- What is needed
List every line of the data below that contains the string "beige", copying each line in full. Case counts when matching.

- Provided information

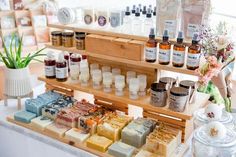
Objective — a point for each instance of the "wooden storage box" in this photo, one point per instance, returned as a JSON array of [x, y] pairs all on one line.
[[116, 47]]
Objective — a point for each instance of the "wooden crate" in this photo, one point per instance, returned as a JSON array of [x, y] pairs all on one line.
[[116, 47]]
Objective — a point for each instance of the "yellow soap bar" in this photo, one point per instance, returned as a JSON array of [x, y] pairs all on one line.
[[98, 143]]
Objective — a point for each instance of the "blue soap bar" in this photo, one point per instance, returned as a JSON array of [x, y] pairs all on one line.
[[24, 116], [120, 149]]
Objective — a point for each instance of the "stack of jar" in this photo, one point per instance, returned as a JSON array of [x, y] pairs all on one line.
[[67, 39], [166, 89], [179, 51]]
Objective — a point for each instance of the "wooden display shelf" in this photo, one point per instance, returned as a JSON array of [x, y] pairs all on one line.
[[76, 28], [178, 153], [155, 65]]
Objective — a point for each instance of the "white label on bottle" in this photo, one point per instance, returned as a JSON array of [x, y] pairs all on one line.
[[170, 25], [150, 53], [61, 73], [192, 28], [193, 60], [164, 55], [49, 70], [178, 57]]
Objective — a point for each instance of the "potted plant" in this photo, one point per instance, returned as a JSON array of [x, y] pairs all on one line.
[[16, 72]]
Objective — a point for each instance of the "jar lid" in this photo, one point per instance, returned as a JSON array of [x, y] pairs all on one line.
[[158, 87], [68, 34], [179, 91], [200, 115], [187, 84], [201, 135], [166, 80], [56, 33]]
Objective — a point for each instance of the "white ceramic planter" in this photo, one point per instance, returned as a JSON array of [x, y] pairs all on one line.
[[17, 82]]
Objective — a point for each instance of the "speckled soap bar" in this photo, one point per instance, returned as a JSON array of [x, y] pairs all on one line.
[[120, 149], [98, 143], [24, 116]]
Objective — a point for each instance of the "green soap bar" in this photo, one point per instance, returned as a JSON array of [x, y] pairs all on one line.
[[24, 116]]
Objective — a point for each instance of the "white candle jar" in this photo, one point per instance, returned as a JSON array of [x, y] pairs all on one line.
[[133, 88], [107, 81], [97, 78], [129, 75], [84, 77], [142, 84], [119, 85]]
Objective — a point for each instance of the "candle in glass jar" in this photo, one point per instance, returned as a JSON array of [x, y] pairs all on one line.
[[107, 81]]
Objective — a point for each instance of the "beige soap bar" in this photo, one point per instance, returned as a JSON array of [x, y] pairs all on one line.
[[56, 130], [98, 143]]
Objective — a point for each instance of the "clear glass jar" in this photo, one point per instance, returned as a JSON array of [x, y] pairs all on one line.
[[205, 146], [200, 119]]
--
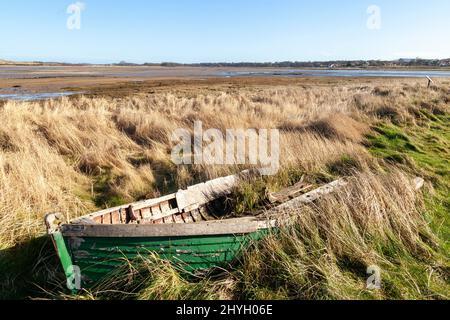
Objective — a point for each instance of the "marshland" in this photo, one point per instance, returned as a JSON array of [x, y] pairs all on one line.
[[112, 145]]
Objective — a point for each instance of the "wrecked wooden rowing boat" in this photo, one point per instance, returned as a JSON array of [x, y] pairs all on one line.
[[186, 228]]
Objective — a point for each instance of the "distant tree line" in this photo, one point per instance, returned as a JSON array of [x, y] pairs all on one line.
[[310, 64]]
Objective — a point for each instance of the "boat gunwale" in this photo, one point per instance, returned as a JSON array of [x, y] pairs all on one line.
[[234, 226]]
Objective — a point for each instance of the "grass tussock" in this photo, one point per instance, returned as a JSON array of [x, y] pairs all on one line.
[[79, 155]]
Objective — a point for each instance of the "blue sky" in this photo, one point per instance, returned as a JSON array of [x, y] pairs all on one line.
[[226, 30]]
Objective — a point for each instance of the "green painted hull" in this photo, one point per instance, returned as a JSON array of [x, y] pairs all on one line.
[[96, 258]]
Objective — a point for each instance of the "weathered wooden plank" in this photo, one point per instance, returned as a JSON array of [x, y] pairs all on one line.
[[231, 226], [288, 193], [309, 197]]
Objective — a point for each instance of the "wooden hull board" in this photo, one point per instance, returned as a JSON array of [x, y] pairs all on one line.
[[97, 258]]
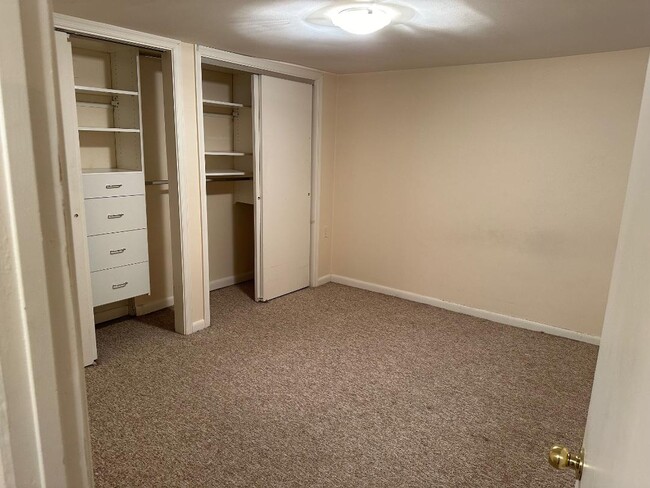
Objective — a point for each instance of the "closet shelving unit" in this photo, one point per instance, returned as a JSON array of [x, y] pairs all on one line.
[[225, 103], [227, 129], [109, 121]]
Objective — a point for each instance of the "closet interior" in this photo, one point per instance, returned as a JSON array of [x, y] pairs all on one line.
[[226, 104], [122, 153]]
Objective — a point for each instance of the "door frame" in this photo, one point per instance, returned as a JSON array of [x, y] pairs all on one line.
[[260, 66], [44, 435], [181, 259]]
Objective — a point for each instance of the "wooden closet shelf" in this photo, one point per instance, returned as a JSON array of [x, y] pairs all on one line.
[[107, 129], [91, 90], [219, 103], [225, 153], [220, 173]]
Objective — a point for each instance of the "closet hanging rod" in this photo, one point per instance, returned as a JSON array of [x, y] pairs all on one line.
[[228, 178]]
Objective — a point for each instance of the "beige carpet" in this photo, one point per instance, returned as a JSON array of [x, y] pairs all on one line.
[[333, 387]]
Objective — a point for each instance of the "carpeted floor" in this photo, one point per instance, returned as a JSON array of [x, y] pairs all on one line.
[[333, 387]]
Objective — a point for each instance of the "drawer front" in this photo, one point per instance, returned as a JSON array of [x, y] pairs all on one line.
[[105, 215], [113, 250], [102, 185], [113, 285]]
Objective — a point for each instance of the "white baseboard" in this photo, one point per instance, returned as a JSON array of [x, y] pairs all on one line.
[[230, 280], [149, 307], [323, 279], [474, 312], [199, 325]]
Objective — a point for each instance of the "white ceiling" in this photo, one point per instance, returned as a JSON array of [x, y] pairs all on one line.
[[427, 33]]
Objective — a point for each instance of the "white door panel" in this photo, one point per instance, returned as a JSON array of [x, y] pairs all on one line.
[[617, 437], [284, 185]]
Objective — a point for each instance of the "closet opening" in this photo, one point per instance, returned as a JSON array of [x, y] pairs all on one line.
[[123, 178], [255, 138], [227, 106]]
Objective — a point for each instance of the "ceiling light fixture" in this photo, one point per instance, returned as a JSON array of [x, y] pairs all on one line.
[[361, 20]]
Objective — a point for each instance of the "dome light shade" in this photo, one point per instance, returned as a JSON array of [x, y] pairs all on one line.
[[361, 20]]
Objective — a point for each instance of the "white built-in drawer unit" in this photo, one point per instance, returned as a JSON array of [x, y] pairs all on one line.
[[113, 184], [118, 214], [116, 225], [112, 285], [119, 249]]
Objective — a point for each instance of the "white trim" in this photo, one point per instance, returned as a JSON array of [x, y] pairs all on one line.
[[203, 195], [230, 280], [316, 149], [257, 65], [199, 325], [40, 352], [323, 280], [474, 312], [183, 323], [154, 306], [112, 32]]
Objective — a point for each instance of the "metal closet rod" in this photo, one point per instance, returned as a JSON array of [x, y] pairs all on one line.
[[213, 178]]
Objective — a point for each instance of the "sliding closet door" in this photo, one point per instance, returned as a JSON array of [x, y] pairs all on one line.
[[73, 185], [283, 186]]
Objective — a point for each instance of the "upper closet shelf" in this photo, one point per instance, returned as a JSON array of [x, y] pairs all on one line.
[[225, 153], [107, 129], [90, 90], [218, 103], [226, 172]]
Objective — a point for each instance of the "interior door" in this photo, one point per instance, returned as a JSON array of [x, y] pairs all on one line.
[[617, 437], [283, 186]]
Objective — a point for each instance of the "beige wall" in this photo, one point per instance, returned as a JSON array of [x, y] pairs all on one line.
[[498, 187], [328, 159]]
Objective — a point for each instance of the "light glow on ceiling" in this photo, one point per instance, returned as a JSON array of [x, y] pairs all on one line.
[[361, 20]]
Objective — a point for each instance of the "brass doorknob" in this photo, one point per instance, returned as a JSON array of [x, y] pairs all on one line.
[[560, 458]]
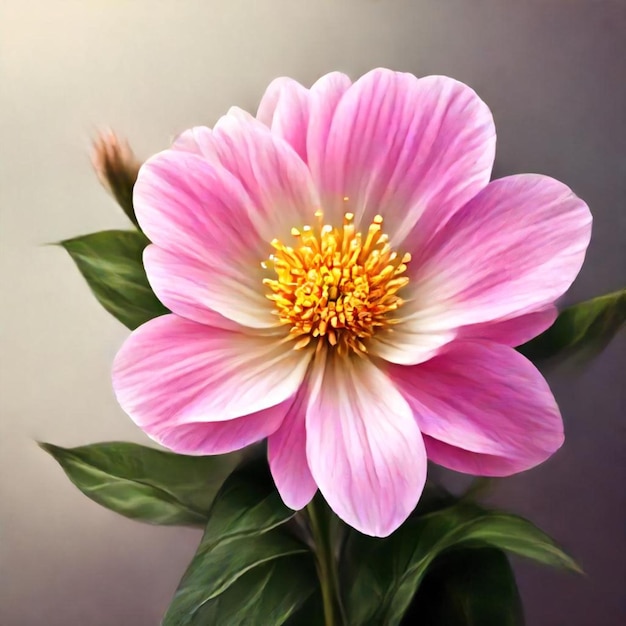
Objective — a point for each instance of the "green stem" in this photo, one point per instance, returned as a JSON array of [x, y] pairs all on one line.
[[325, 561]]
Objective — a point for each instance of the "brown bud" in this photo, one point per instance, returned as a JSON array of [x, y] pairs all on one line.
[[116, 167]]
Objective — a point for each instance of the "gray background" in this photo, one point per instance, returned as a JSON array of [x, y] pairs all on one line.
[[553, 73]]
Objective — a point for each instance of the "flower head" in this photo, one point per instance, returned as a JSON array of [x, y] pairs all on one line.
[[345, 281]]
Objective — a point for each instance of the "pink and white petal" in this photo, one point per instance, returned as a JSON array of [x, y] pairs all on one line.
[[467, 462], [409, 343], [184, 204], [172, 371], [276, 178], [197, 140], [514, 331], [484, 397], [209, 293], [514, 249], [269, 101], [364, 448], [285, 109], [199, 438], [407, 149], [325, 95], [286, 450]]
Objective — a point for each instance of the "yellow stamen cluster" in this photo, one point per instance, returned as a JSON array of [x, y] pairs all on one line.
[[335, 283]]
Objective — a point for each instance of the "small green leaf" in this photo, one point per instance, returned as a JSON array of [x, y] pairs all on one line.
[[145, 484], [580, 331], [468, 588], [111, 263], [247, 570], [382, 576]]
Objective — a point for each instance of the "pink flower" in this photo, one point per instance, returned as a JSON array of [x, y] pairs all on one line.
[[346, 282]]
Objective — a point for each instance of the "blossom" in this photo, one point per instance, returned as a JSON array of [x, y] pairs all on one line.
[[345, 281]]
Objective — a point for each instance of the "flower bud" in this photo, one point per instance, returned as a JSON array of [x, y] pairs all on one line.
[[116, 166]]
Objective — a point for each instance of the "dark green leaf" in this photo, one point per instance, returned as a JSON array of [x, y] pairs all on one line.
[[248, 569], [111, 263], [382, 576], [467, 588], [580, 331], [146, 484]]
* * *
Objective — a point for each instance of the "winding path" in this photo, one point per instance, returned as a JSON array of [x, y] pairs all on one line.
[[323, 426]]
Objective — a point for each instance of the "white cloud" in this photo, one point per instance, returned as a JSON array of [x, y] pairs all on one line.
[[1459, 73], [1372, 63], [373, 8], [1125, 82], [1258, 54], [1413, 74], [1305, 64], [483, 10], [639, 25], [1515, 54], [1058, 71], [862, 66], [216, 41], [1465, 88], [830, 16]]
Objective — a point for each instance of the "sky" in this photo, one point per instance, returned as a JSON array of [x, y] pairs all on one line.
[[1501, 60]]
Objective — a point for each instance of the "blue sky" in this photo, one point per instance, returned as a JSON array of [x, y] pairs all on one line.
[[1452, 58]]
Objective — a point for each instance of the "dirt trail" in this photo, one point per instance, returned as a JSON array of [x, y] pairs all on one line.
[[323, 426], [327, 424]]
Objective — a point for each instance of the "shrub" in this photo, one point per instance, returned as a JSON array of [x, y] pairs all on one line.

- Correct response
Objective — a point for each instance of the "beige soap bar" in this photo, one point per instance, returned as a JSON array of [x, y] pairs all on one line.
Objective — a point for each instance of the "beige carpet" in this photo, one point per instance, returned as a JSON array of [x, y] pairs all on one line.
Objective — a point for each instance of the "beige wall" in this photo, one point per instance, returned as a JSON array of [x, y] pairs all on one line.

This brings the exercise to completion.